WHAT TO PRODUCE: Give back each entry verbatim.
··· EXTRACTED DATA ···
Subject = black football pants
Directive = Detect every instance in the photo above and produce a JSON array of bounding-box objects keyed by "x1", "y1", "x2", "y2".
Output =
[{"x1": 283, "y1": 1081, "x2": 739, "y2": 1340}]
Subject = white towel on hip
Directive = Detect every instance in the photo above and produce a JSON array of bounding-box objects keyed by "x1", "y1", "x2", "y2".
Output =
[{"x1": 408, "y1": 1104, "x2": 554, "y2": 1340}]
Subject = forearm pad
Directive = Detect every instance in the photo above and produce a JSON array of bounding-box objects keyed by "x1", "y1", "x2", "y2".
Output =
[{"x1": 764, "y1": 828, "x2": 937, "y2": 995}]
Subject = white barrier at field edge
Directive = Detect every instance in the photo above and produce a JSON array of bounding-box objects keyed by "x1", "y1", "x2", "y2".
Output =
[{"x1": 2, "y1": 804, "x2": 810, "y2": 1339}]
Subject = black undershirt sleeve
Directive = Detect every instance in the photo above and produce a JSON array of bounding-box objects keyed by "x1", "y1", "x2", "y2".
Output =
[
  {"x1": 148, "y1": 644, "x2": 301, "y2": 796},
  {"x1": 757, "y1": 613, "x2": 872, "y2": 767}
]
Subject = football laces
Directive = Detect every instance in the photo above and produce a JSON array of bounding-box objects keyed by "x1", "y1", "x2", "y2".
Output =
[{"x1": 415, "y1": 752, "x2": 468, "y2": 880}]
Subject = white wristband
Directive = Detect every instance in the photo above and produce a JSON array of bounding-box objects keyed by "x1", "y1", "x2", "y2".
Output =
···
SOLUTION TO THE PROBLEM:
Subject = black football pants
Directive = Detect every instance in the photo above and produce a JSON array of bounding-box objects keyed by "x1", "y1", "x2", "y2".
Output =
[{"x1": 283, "y1": 1081, "x2": 739, "y2": 1340}]
Subject = white towel on hip
Directive = Detect every instance in the photo above and produce a JSON array of bounding-box objects keyed by "x1", "y1", "x2", "y2".
Output =
[{"x1": 408, "y1": 1104, "x2": 554, "y2": 1340}]
Subject = forearm pad
Directive = Detect every instance in the photo above and produce a JSON array of bounding-box objects keyed by "x1", "y1", "x2", "y2".
Output =
[{"x1": 764, "y1": 828, "x2": 937, "y2": 995}]
Subject = white barrier at field edge
Directive = Detect every instance in the photo above and produce a JSON array of bounding-box objects keyed by "x1", "y1", "x2", "y2".
Output =
[{"x1": 2, "y1": 804, "x2": 810, "y2": 1339}]
Subject = black undershirt sleeve
Directive = Detect every instance in the photo above and produce a JSON array of bounding-box objects keyed by "x1", "y1", "x2", "y2".
Output =
[
  {"x1": 148, "y1": 644, "x2": 301, "y2": 796},
  {"x1": 757, "y1": 613, "x2": 872, "y2": 767}
]
Subject = football laces
Directive = Detect every instance in the photo above and produce a JSON array of bounding-box objects keyed by "x1", "y1", "x2", "y2".
Output =
[{"x1": 415, "y1": 752, "x2": 468, "y2": 880}]
Subject = white wristband
Directive = Detect every instance in the photo above and produce a JSON array of bounding-box objects keyed by "x1", "y1", "x2", "y2".
Output =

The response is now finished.